Brief: Swap "moss-stained step" for "mossy stone step" throughout the records and write them out again, changing nothing else and leaving out the pictures.

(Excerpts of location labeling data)
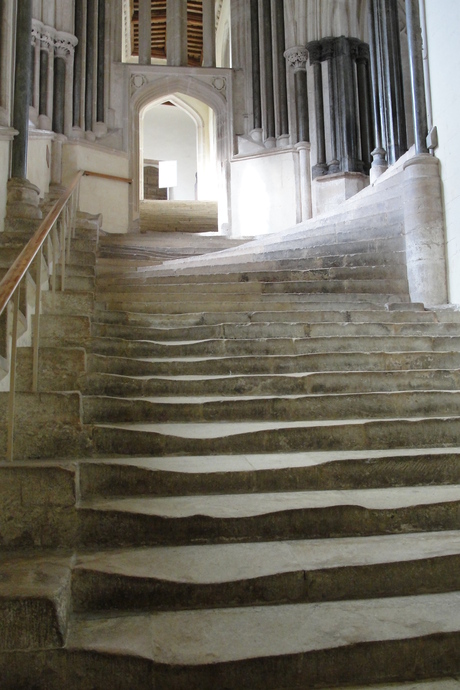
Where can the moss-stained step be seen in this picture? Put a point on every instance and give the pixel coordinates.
(299, 383)
(267, 437)
(271, 472)
(228, 575)
(145, 521)
(287, 408)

Final result:
Where can the mossy stone step be seen in this picture? Put a point on every instance and give the pixel coordinates.
(299, 383)
(267, 437)
(271, 472)
(228, 575)
(145, 521)
(287, 408)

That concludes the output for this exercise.